▶ **Directions for this task**
Extract the final stretch of the data: the line that contains "Mark the region of every instance of the overcast" and every line after it, unaltered, and no other lines.

▶ **Exercise inputs**

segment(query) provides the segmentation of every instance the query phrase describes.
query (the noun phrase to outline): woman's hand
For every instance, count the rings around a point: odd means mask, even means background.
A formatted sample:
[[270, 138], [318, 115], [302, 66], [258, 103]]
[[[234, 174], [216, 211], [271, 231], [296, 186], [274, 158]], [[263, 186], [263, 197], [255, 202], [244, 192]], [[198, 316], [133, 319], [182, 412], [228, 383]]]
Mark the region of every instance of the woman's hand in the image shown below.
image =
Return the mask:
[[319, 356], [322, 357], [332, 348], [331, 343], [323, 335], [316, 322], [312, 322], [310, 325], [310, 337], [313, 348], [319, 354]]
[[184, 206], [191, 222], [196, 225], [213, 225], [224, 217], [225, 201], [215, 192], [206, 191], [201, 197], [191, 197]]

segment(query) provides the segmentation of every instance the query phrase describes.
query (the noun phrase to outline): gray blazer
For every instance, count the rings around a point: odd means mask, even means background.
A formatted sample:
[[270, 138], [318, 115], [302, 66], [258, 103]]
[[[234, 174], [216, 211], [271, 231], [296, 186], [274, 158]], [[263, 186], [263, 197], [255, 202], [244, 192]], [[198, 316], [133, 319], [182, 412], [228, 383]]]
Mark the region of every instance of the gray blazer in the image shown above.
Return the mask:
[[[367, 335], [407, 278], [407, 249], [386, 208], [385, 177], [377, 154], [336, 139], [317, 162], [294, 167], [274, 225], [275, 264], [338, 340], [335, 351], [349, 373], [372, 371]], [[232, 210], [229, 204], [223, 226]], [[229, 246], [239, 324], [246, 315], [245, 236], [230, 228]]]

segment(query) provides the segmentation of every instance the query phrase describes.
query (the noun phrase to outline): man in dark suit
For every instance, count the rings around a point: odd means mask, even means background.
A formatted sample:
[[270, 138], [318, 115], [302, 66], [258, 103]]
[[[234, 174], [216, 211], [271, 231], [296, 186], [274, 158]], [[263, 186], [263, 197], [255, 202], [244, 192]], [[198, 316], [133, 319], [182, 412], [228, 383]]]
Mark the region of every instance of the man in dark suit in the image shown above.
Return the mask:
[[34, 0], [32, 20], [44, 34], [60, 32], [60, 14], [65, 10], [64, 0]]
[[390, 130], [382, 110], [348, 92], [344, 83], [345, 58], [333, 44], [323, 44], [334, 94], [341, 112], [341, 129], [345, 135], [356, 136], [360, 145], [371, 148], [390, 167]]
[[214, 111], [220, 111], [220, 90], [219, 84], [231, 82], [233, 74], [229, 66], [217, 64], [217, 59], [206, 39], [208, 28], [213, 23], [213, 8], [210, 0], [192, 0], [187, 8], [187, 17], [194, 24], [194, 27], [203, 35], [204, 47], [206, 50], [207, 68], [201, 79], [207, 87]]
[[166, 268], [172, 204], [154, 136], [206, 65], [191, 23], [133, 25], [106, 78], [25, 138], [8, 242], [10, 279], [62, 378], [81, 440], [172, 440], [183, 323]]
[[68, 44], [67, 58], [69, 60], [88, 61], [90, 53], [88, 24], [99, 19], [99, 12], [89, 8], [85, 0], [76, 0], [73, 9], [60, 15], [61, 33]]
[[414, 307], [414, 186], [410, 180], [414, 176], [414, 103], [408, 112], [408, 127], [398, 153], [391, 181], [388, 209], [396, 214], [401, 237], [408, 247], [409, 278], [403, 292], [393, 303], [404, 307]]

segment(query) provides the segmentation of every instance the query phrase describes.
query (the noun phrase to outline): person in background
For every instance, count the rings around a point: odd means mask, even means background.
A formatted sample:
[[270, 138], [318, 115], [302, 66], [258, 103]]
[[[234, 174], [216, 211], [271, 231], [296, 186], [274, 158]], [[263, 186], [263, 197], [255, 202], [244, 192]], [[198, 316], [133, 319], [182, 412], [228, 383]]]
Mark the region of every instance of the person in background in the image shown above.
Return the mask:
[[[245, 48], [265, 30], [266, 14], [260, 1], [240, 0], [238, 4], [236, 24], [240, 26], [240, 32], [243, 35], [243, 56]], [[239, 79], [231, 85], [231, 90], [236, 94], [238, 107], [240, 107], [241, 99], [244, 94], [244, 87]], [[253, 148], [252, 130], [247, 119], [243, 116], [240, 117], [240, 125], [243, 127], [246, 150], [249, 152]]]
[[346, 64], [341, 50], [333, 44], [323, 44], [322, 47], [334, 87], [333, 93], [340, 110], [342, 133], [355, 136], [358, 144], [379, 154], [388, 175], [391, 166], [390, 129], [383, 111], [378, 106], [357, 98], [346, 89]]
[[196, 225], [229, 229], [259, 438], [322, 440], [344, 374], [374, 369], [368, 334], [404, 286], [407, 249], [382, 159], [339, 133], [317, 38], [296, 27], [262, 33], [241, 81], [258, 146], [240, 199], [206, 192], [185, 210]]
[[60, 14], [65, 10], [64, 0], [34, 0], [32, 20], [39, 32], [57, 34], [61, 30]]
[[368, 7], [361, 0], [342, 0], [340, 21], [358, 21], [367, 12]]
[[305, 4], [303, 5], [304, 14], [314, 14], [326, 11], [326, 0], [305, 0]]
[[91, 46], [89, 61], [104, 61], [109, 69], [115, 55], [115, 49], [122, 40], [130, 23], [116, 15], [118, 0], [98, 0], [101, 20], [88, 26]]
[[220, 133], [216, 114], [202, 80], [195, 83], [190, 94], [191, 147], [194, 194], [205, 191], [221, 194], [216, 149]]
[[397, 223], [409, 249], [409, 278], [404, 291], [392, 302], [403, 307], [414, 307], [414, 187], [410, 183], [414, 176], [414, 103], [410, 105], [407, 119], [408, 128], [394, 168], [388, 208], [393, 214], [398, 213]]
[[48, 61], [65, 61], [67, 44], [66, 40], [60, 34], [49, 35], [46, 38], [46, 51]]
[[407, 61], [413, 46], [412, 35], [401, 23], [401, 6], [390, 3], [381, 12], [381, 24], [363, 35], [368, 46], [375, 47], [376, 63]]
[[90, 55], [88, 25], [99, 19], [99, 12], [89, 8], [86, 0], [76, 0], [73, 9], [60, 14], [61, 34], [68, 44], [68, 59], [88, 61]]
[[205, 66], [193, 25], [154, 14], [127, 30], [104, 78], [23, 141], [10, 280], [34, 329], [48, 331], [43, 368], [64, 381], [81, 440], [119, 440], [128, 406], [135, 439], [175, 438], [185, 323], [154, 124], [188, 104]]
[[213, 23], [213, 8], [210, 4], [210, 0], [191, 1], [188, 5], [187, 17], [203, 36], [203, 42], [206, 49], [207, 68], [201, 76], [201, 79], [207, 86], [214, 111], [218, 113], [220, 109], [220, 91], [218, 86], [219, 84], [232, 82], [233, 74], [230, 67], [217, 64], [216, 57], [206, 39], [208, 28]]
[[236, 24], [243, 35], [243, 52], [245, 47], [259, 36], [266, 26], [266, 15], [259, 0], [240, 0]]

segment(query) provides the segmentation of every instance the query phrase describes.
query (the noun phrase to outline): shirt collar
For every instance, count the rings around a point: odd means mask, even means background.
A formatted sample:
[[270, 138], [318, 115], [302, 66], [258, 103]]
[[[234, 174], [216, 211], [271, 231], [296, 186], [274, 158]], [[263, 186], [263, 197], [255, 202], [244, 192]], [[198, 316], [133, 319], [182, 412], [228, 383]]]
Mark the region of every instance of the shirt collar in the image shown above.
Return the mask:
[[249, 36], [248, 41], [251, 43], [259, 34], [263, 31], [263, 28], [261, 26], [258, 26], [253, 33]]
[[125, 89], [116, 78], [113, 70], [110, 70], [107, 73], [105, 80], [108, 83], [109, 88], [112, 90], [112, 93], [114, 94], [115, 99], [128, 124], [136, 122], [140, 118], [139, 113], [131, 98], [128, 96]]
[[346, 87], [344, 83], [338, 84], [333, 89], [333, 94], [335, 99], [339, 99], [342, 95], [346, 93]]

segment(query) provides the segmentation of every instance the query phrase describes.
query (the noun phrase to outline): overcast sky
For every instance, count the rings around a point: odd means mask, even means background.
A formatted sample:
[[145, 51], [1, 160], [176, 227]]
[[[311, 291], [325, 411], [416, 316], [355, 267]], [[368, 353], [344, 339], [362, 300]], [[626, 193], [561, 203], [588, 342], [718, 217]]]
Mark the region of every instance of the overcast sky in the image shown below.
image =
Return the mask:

▶ **Answer to this task**
Mark the region of every instance of the overcast sky in the image shown below.
image =
Return the mask:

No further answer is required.